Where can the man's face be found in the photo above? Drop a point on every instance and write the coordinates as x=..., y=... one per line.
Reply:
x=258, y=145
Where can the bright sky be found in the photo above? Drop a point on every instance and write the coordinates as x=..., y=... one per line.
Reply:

= = = = = = =

■ **Task brief**
Substitute "occurrence" for every "instance" in the records and give them again with everything else unchanged.

■ **Problem solution**
Where can the man's face be found in the photo above? Drop a point on every occurrence and write the coordinates as x=..., y=... one per line.
Reply:
x=258, y=145
Where can the bright sky be found in the photo above? Drop a point on every occurrence and write the coordinates as x=..., y=... one per line.
Reply:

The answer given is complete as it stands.